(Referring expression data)
* * * *
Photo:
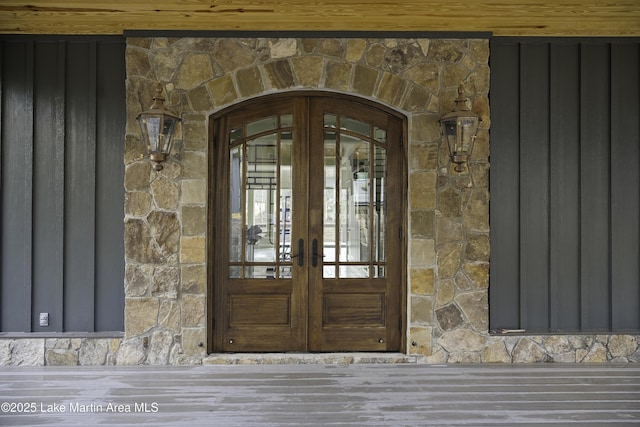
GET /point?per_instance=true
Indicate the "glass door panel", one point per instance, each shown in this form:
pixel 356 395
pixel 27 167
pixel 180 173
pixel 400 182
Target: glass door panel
pixel 354 201
pixel 261 200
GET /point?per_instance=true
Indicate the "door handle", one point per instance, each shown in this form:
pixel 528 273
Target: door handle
pixel 314 253
pixel 300 255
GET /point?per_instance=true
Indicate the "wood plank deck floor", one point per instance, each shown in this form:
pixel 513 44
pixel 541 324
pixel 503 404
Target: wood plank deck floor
pixel 323 395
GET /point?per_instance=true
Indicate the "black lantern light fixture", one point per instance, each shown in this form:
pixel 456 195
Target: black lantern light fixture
pixel 158 126
pixel 459 129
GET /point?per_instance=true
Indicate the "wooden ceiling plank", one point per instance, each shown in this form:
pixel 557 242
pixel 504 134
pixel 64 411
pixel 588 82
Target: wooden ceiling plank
pixel 501 17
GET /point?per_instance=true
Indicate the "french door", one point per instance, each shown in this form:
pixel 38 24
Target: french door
pixel 306 225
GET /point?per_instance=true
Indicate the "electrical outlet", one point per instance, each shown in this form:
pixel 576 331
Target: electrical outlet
pixel 44 319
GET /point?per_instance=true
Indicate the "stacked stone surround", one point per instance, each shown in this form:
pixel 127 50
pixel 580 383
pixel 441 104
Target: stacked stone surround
pixel 447 212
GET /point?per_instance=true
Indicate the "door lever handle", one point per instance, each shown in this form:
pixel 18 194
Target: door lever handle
pixel 300 255
pixel 314 253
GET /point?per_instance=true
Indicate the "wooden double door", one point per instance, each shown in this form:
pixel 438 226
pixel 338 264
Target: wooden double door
pixel 306 227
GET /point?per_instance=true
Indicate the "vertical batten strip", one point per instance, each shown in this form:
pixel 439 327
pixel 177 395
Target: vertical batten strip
pixel 625 175
pixel 17 197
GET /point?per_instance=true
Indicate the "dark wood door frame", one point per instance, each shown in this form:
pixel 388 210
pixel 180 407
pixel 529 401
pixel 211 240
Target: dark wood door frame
pixel 218 196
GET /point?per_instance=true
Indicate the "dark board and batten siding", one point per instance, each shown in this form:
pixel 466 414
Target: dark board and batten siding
pixel 565 185
pixel 62 130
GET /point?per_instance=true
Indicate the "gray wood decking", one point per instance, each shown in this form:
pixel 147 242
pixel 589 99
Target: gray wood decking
pixel 316 394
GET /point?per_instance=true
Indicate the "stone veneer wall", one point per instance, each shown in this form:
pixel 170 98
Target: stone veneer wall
* * * *
What the exercise asks: From the entries, copy every line in which the string "wall" can be found.

Solution below:
Indicate the "stone veneer wall", one point per instance, each shown in this form:
Target: stone veneer wall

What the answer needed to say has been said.